=== Brano di testo ===

Mancava la tecnologia giusta per realizzare Avatar. Al punto che, solo per la scenografia e i caratteri galattici necessari a rendere credibile la narrazione, la Digital Domain preventivò un budget di oltre 400 milioni di dollari: per intenderci, la metà del budget che la 20th Century Fox stanziò per Titanic. Passati circa dieci anni, in un’intervista sui suoi progetti futuri Cameron affermò di volersi dedicare ad un adattamento di Alita: Angelo della battaglia (di cui potete leggere qui), e ad un curioso progetto segreto intitolato Project 880 incentrato su un ex-marine di nome Josh Sully e ambientato in una Terra selvaggiamente industrializzata, in pieno caos, in cui gli esseri umani si sarebbero cibati di alghe marine. Inoltre, Project 880 avrebbe raccontato di un pianeta satellite noto come Pandora, dove i suoi abitanti (i Na’vi) sarebbero stati addestrati dagli umani tramite appositi avatar.

=== Righe ===

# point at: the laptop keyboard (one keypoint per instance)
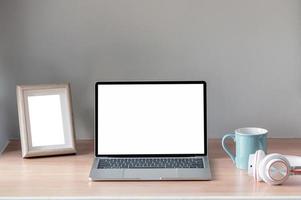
(147, 163)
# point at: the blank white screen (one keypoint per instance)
(150, 119)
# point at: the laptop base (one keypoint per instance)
(151, 174)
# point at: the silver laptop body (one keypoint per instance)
(150, 130)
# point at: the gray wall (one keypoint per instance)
(7, 87)
(249, 52)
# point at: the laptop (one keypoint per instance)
(151, 130)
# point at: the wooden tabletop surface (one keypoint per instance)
(68, 176)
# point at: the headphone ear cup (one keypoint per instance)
(265, 165)
(258, 157)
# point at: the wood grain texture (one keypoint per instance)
(68, 176)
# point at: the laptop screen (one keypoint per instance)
(150, 118)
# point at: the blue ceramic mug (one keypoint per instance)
(247, 141)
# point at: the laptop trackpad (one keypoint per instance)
(150, 174)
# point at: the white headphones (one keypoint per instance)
(273, 169)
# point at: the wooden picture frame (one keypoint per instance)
(45, 120)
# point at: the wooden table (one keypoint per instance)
(63, 176)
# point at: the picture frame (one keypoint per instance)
(46, 120)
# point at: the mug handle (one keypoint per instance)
(226, 148)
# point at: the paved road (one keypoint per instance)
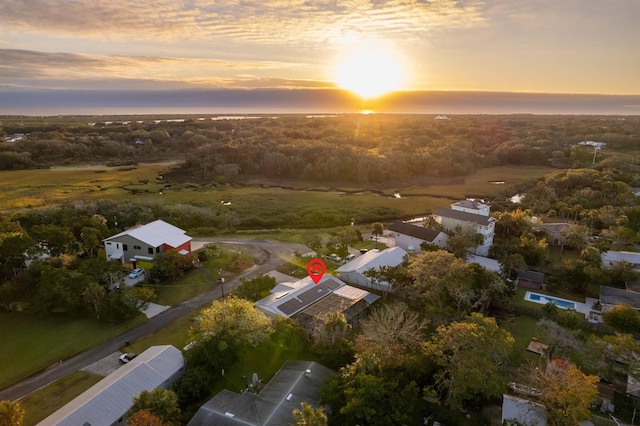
(269, 255)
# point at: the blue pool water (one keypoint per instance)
(541, 298)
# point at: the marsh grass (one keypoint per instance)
(45, 187)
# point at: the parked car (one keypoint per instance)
(136, 273)
(125, 358)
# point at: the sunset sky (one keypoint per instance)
(546, 46)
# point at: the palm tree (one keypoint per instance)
(306, 415)
(378, 228)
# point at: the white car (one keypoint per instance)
(125, 358)
(136, 273)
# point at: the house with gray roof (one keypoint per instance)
(308, 303)
(354, 271)
(294, 383)
(523, 411)
(611, 296)
(469, 216)
(611, 258)
(146, 241)
(106, 403)
(409, 236)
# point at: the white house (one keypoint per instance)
(353, 272)
(409, 236)
(107, 402)
(308, 302)
(296, 382)
(612, 257)
(144, 242)
(486, 262)
(523, 411)
(469, 216)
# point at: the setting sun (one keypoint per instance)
(369, 73)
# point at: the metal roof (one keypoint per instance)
(110, 399)
(420, 232)
(616, 296)
(621, 256)
(156, 234)
(465, 216)
(294, 383)
(392, 256)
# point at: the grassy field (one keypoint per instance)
(44, 402)
(31, 344)
(46, 187)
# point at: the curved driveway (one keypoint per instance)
(269, 254)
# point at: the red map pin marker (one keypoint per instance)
(316, 269)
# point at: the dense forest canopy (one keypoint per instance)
(347, 148)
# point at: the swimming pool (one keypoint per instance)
(544, 299)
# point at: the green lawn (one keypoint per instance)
(32, 344)
(176, 333)
(522, 328)
(47, 400)
(265, 360)
(187, 287)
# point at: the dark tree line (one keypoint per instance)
(355, 148)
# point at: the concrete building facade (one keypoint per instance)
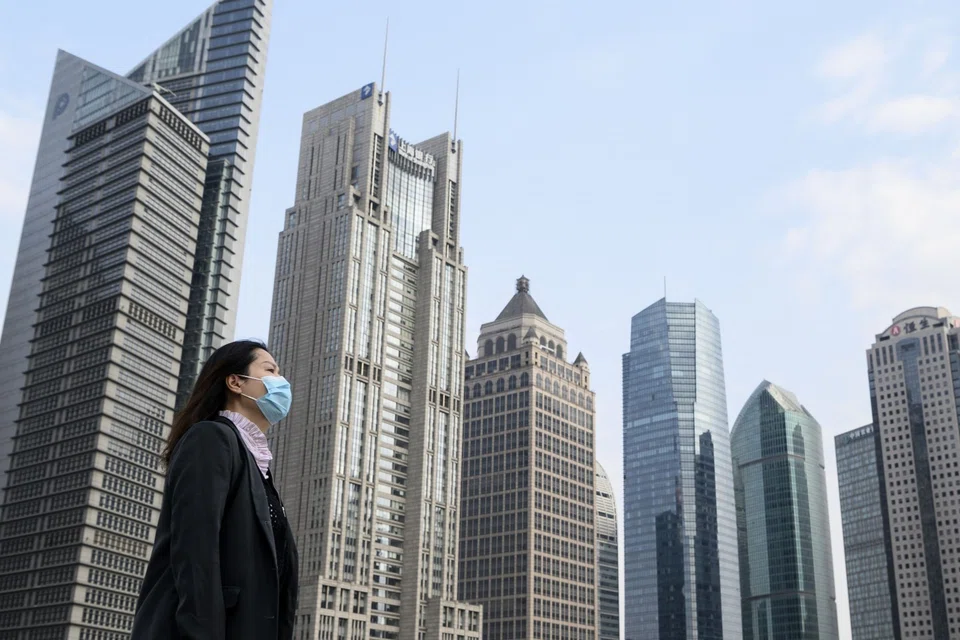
(367, 323)
(528, 547)
(914, 373)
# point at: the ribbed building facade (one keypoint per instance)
(681, 564)
(608, 558)
(84, 487)
(368, 321)
(528, 547)
(213, 73)
(914, 374)
(127, 268)
(786, 566)
(866, 544)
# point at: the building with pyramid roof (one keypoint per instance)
(528, 536)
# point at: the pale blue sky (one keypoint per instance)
(793, 165)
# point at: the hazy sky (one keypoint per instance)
(793, 165)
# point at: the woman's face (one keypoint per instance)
(263, 365)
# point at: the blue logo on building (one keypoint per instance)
(62, 102)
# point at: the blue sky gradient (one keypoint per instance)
(793, 165)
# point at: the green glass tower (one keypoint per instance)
(786, 568)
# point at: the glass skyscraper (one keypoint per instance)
(213, 73)
(681, 564)
(786, 566)
(123, 171)
(870, 578)
(128, 259)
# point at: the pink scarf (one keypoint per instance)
(253, 438)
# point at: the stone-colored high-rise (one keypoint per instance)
(866, 547)
(528, 548)
(608, 558)
(786, 566)
(83, 491)
(368, 322)
(914, 370)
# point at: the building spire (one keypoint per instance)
(383, 73)
(523, 285)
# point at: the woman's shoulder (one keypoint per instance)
(210, 435)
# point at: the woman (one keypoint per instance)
(224, 564)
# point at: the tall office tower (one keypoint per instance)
(681, 566)
(866, 542)
(118, 189)
(608, 558)
(528, 546)
(213, 73)
(368, 317)
(914, 369)
(786, 567)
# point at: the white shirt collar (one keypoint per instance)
(254, 439)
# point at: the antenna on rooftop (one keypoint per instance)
(456, 113)
(383, 74)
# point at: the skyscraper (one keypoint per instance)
(528, 535)
(608, 558)
(786, 567)
(870, 578)
(914, 370)
(681, 564)
(367, 322)
(213, 73)
(100, 308)
(122, 174)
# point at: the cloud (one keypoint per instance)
(887, 231)
(872, 75)
(884, 229)
(861, 56)
(913, 114)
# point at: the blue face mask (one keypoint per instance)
(275, 403)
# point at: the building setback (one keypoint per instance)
(914, 372)
(866, 543)
(786, 567)
(367, 322)
(528, 541)
(608, 558)
(681, 574)
(84, 486)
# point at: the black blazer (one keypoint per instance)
(213, 572)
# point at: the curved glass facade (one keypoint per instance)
(680, 534)
(786, 566)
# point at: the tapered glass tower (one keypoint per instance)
(680, 534)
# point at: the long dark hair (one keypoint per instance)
(209, 395)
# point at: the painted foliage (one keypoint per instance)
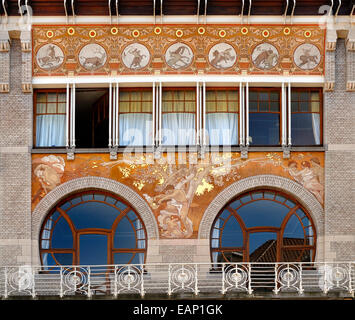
(178, 194)
(173, 49)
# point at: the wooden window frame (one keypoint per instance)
(269, 90)
(320, 100)
(35, 114)
(281, 247)
(75, 250)
(234, 89)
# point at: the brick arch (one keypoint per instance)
(297, 191)
(99, 183)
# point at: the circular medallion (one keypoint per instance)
(265, 56)
(135, 56)
(135, 33)
(71, 31)
(157, 30)
(307, 56)
(287, 31)
(244, 30)
(201, 30)
(49, 34)
(92, 56)
(49, 57)
(307, 34)
(266, 33)
(178, 56)
(222, 33)
(92, 33)
(179, 33)
(114, 30)
(222, 56)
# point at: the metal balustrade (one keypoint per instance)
(195, 278)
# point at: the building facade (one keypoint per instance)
(158, 140)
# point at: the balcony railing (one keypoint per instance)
(279, 279)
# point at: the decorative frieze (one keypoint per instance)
(178, 49)
(4, 62)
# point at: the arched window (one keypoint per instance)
(263, 226)
(92, 228)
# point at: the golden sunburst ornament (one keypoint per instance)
(50, 34)
(114, 30)
(135, 33)
(201, 30)
(287, 31)
(157, 30)
(222, 33)
(71, 31)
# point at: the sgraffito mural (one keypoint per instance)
(178, 192)
(178, 49)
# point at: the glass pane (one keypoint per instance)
(147, 106)
(41, 108)
(51, 108)
(93, 215)
(93, 249)
(62, 97)
(263, 213)
(304, 106)
(233, 106)
(61, 107)
(62, 237)
(274, 106)
(264, 106)
(293, 233)
(275, 96)
(124, 96)
(64, 258)
(167, 106)
(264, 128)
(304, 96)
(52, 97)
(305, 129)
(122, 258)
(210, 106)
(124, 106)
(41, 97)
(232, 235)
(124, 235)
(253, 106)
(315, 106)
(253, 95)
(262, 247)
(263, 96)
(222, 106)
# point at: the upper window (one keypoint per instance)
(49, 118)
(179, 116)
(263, 226)
(92, 228)
(264, 116)
(222, 117)
(306, 116)
(135, 117)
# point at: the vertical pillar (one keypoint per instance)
(26, 61)
(4, 62)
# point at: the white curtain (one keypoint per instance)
(50, 130)
(135, 129)
(178, 129)
(222, 128)
(316, 127)
(140, 235)
(215, 242)
(46, 234)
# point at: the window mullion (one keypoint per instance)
(289, 114)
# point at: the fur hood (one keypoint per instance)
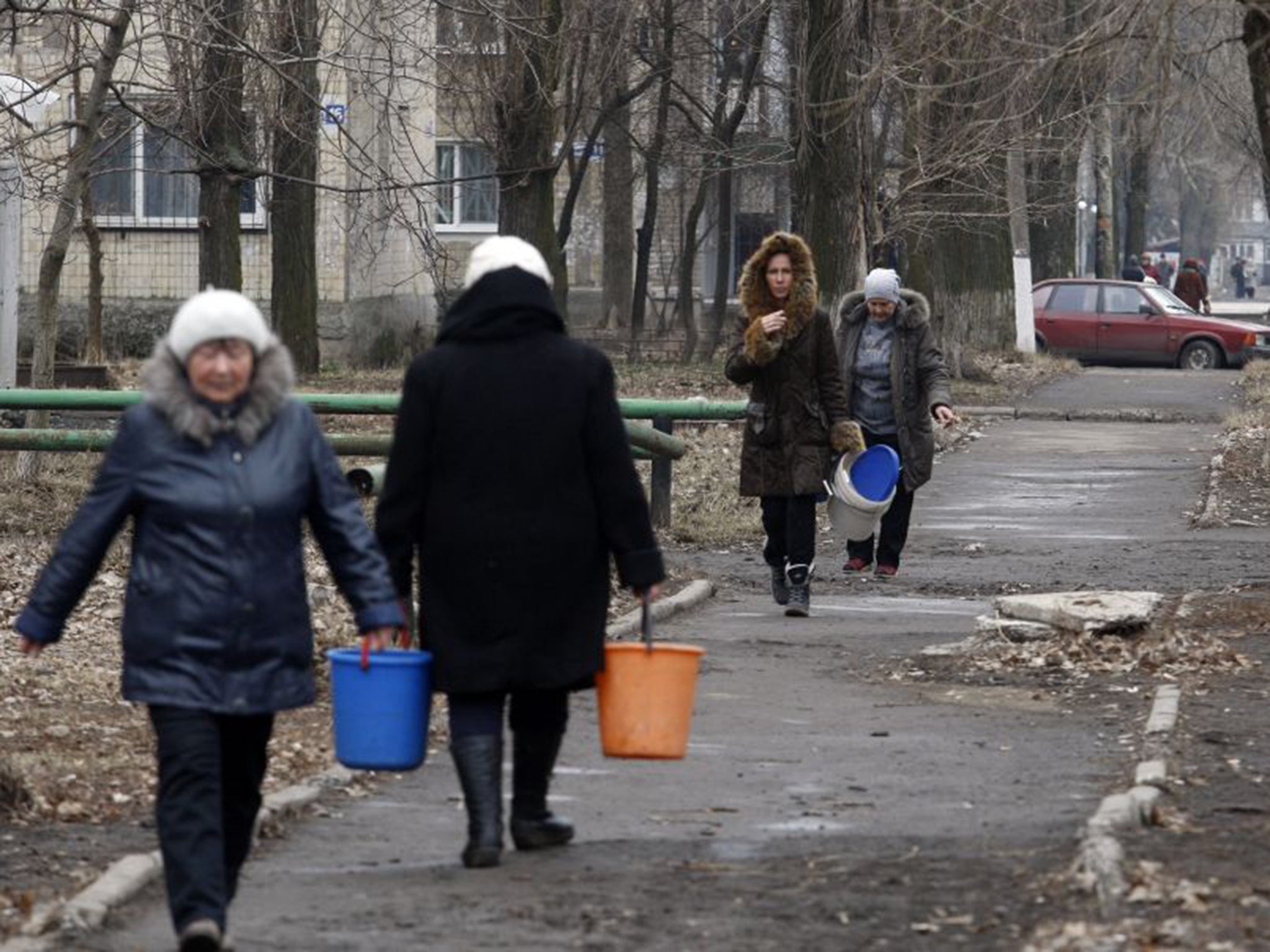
(168, 389)
(913, 311)
(756, 300)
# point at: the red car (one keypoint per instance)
(1127, 323)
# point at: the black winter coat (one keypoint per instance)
(216, 612)
(512, 478)
(918, 377)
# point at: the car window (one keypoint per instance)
(1169, 301)
(1118, 299)
(1075, 298)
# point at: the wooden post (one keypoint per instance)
(662, 479)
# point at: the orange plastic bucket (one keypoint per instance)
(646, 700)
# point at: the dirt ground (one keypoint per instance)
(76, 771)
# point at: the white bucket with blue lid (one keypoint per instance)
(861, 491)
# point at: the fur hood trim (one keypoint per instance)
(756, 300)
(913, 311)
(168, 389)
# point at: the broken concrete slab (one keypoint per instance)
(1096, 612)
(1014, 628)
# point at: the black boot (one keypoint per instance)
(534, 827)
(479, 759)
(780, 589)
(801, 592)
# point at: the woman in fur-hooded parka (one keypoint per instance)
(798, 409)
(796, 387)
(218, 471)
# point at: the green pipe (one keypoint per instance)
(649, 439)
(97, 441)
(380, 404)
(646, 409)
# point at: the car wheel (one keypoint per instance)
(1199, 356)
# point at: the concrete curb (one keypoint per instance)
(1117, 414)
(690, 597)
(1099, 863)
(126, 878)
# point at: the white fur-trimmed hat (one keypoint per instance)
(500, 252)
(213, 315)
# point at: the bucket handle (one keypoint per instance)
(403, 640)
(646, 619)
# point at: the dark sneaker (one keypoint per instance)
(801, 591)
(201, 936)
(780, 589)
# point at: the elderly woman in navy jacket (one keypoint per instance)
(218, 470)
(512, 479)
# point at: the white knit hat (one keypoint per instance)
(213, 315)
(882, 283)
(506, 252)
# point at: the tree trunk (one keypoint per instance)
(1104, 180)
(54, 255)
(1256, 42)
(294, 205)
(685, 304)
(1052, 230)
(526, 122)
(1139, 182)
(826, 149)
(619, 187)
(652, 178)
(221, 172)
(723, 255)
(93, 351)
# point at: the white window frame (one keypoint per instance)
(456, 225)
(248, 221)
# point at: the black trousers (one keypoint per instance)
(790, 527)
(210, 772)
(533, 711)
(894, 524)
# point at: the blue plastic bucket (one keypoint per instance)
(876, 472)
(380, 714)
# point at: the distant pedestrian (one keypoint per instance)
(218, 471)
(797, 415)
(1192, 287)
(897, 386)
(1240, 276)
(1132, 271)
(512, 480)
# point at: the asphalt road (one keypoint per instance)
(825, 803)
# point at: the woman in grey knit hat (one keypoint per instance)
(897, 389)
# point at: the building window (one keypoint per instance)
(465, 202)
(468, 31)
(144, 178)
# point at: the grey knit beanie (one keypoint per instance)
(882, 284)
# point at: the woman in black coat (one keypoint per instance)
(219, 469)
(512, 478)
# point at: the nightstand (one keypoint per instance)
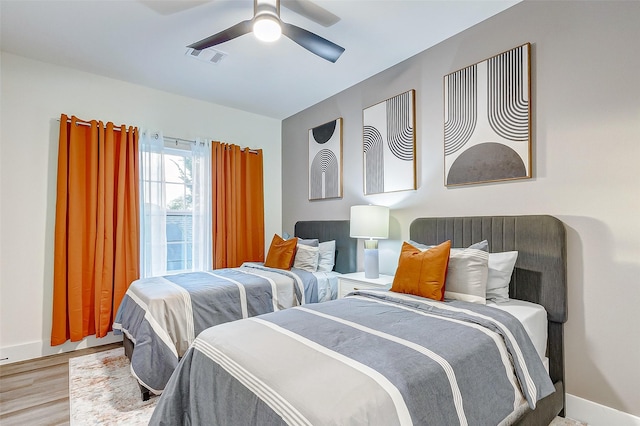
(356, 281)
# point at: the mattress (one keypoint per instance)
(534, 319)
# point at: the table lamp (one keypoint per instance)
(370, 223)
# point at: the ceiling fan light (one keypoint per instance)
(267, 28)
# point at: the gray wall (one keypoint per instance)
(586, 145)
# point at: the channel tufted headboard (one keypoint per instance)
(540, 274)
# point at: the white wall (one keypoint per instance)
(34, 94)
(586, 152)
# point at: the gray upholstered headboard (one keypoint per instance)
(540, 274)
(327, 230)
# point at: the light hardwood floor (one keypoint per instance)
(36, 392)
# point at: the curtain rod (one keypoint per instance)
(82, 123)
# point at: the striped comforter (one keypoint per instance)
(373, 358)
(162, 315)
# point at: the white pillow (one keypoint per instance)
(306, 258)
(327, 256)
(467, 275)
(500, 269)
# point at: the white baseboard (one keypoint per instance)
(595, 414)
(32, 350)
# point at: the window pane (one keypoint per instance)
(177, 199)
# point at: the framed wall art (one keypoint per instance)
(487, 120)
(389, 145)
(325, 161)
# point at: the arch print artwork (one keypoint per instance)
(389, 145)
(487, 120)
(325, 161)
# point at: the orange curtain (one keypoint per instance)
(97, 226)
(238, 205)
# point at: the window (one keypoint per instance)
(175, 205)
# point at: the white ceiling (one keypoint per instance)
(144, 43)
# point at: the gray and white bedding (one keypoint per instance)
(162, 315)
(374, 358)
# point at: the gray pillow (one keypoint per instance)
(309, 242)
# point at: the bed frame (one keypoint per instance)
(323, 230)
(540, 276)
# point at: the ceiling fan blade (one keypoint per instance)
(311, 11)
(313, 42)
(230, 33)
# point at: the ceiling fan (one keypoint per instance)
(267, 26)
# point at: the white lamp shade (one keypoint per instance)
(369, 222)
(266, 28)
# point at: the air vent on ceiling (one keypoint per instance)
(210, 55)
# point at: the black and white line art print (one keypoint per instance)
(487, 120)
(389, 145)
(325, 161)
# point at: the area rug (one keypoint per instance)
(102, 391)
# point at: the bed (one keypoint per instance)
(379, 357)
(160, 316)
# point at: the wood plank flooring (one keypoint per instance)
(36, 392)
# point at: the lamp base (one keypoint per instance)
(371, 264)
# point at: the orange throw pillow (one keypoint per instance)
(422, 273)
(281, 253)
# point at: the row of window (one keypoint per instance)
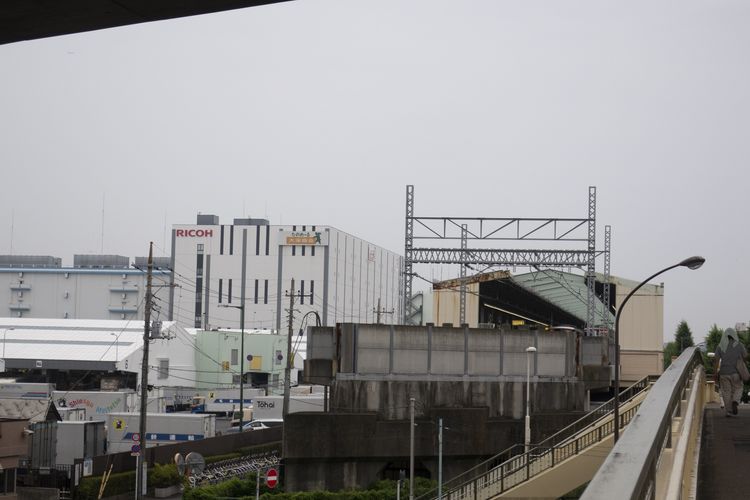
(228, 242)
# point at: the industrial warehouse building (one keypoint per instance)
(340, 277)
(95, 287)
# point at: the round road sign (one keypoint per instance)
(272, 478)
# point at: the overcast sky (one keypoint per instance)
(321, 111)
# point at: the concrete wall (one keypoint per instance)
(403, 350)
(352, 451)
(390, 399)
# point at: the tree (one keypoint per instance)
(683, 337)
(713, 338)
(712, 342)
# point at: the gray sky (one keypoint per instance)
(320, 112)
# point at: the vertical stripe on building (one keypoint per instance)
(198, 286)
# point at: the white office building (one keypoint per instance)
(340, 277)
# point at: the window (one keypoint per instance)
(163, 369)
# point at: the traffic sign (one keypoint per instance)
(272, 478)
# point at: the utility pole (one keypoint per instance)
(440, 459)
(288, 369)
(411, 448)
(144, 376)
(380, 311)
(242, 329)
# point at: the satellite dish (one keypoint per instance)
(194, 463)
(180, 463)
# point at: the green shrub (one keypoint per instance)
(122, 482)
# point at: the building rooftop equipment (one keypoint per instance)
(30, 261)
(207, 220)
(101, 261)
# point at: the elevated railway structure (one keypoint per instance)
(675, 443)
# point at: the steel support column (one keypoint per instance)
(591, 266)
(408, 246)
(462, 308)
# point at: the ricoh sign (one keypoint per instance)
(194, 233)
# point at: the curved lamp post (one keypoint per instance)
(691, 263)
(527, 427)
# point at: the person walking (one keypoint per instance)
(729, 352)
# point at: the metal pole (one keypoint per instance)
(411, 448)
(144, 374)
(691, 263)
(440, 459)
(242, 329)
(288, 369)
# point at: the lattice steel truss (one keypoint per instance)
(605, 292)
(483, 229)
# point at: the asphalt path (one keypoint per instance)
(724, 468)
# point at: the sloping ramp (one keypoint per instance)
(553, 467)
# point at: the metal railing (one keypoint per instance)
(514, 465)
(629, 471)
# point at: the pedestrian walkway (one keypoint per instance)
(724, 467)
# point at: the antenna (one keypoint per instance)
(12, 224)
(102, 249)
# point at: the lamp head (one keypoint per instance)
(693, 262)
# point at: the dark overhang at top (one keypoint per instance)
(31, 19)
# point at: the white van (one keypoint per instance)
(247, 416)
(267, 423)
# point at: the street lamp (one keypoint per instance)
(242, 359)
(5, 332)
(116, 348)
(527, 430)
(691, 263)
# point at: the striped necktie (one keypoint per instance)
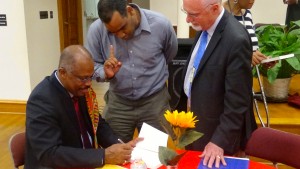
(199, 55)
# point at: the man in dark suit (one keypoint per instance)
(56, 137)
(219, 88)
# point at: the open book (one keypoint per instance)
(148, 148)
(278, 58)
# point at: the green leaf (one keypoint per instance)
(165, 154)
(188, 137)
(274, 40)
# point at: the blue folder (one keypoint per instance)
(232, 163)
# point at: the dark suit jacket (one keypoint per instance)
(52, 133)
(221, 90)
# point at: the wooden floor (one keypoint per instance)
(282, 116)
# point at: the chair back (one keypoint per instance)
(275, 145)
(17, 149)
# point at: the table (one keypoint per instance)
(191, 160)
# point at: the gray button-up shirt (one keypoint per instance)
(144, 57)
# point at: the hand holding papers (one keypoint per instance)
(148, 148)
(232, 163)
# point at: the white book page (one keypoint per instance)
(148, 148)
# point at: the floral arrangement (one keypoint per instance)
(181, 124)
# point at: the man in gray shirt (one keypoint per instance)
(131, 48)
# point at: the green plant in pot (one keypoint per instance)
(277, 40)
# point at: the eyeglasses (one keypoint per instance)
(83, 79)
(194, 15)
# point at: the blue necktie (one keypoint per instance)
(199, 55)
(200, 52)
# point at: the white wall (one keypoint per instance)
(166, 7)
(269, 11)
(29, 46)
(14, 69)
(264, 11)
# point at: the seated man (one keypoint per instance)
(60, 132)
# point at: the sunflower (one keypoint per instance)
(182, 119)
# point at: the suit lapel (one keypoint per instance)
(216, 37)
(67, 101)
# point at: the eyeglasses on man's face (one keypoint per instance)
(194, 15)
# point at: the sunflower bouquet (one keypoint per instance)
(181, 124)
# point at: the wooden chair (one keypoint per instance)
(17, 149)
(275, 145)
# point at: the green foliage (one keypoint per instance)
(276, 40)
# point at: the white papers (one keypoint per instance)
(278, 58)
(148, 148)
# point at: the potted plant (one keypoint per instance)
(278, 40)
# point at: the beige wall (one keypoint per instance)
(30, 46)
(14, 69)
(42, 39)
(264, 11)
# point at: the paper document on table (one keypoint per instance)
(111, 166)
(277, 58)
(148, 148)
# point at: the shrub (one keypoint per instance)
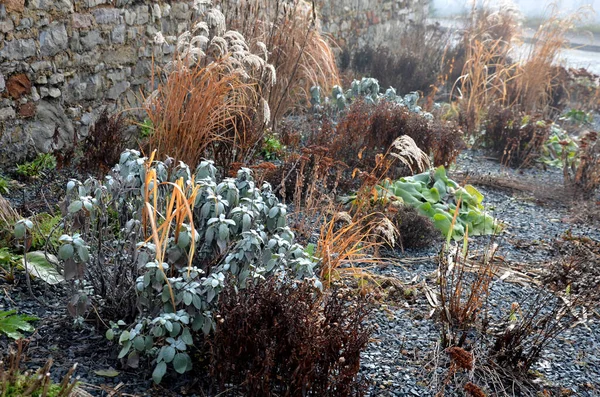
(104, 143)
(286, 338)
(171, 237)
(490, 77)
(438, 197)
(368, 130)
(39, 166)
(583, 177)
(516, 138)
(416, 231)
(414, 63)
(300, 54)
(462, 295)
(216, 118)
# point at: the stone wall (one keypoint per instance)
(357, 23)
(61, 61)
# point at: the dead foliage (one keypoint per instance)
(301, 54)
(288, 339)
(366, 131)
(105, 142)
(206, 120)
(413, 63)
(583, 179)
(516, 138)
(577, 269)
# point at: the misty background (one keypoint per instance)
(530, 8)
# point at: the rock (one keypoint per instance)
(143, 16)
(18, 85)
(26, 23)
(117, 90)
(118, 34)
(18, 49)
(14, 5)
(106, 16)
(54, 92)
(6, 25)
(180, 11)
(129, 17)
(121, 56)
(7, 114)
(91, 40)
(57, 78)
(53, 40)
(52, 129)
(27, 110)
(83, 21)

===

**Quesito**
Secondo il brano, come si chiamava l'ex-marine al centro di Project 880? Le righe costituiscono materiale a sé stante, distinto dal brano.

**Compito svolto**
Josh Sully.